__PAGE EXCERPT__.
=== Section Start ===

That he is willing to prosecute the case now that he has complied with all the new rules as evidenced by the filing of documents, witness statements and issues.

Counsels made oral submissions.  No authorities were cited. This is a very old suit which was filed in 1998.  The cause of action is pleaded to have arisen on 4th April, 1996. Upon perusal of the court file, the following is evident - The first time it was fixed for hearing was for 7th and 8th May, 2002.  Hearing did not proceed as the Plaintiff did not attend the call over.  It was subsequently fixed for hearing for 12th and 13th June, 2006.  Hearing did not proceed on that date either; it was again set for 29th and 30th November 2006; it was yet again set for 16th and 17th July 2007 but on that date it was adjourned as the Defendant raised an objection. The only other time the suit was fixed for hearing was for 1st and 2nd December, 2009.  Once again it did not take off.

The Defendant‘s Senior Assurance Officer has deponed in the affidavit supporting the application, that the Plaintiff’s Advocate did not attend the call-overs to confirm the hearings.   This has not been traversed as the Plaintiff has only stated that the suit has come up for hearing several times without adding more.

Even then, since 2nd December, 2009 the Plaintiff has not set down the suit for hearing.  This delay of nearly five (5) years is inordinate.  It has furthermore not been satisfactorily explained in the Plaintiff’s replying affidavit.

=== Section End ===

__RECORDS PROVIDED__.
=== Section Start ===

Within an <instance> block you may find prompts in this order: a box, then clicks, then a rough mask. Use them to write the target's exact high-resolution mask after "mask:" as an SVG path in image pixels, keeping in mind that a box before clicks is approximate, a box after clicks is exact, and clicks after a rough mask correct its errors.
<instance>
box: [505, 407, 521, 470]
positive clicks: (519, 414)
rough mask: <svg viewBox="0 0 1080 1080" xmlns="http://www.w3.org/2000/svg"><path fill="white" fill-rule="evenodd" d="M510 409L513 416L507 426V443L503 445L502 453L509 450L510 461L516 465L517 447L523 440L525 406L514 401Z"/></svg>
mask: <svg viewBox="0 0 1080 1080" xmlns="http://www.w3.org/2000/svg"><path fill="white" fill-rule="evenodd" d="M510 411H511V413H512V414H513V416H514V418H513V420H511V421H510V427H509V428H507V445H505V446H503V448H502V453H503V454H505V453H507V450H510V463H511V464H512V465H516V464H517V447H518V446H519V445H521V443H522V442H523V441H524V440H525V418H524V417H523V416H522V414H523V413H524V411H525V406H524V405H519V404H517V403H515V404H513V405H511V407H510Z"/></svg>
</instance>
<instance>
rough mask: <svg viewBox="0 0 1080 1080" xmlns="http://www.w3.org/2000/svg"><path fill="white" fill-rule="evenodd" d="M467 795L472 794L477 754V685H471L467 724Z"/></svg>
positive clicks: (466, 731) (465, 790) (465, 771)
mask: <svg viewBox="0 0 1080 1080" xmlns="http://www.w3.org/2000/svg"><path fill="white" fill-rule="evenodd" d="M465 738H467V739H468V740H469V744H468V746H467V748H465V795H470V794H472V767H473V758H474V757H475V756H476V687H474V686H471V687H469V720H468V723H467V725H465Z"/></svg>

=== Section End ===

__TASK LIST__.
1. Give the ruling again from "The Defendant‘s Senior" to "Plaintiff’s replying affidavit.", substituting "excessive" for "inordinate" please.
2. Answer these questions from the ruling:
(a) In what year was the suit filed?
(b) Who deponed in the affidavit supporting the application?
(c) Since what date has the Plaintiff not set down the suit for hearing?
3. Turn the paragraph of the ruling that begins "Counsels made oral submissions." into a list that keeps its main facts.

__ANSWERS TO THE TASKS__.
1.
The Defendant‘s Senior Assurance Officer has deponed in the affidavit supporting the application, that the Plaintiff’s Advocate did not attend the call-overs to confirm the hearings.   This has not been traversed as the Plaintiff has only stated that the suit has come up for hearing several times without adding more.

Even then, since 2nd December, 2009 the Plaintiff has not set down the suit for hearing.  This delay of nearly five (5) years is excessive.  It has furthermore not been satisfactorily explained in the Plaintiff’s replying affidavit.

2.
(a) 1998
(b) The Defendant's Senior Assurance Officer
(c) 2nd December, 2009

3.
- Counsels made oral submissions and cited no authorities.
- The suit was filed in 1998, with the cause of action pleaded to have arisen on 4th April, 1996.
- It was first fixed for hearing on 7th and 8th May, 2002, but hearing did not proceed because the Plaintiff did not attend the call over.
- It was next fixed for 12th and 13th June, 2006, and hearing again did not proceed.
- It was set for 29th and 30th November 2006.
- It was set for 16th and 17th July 2007 and adjourned after the Defendant raised an objection.
- The only other hearing date was 1st and 2nd December, 2009, and it did not take off.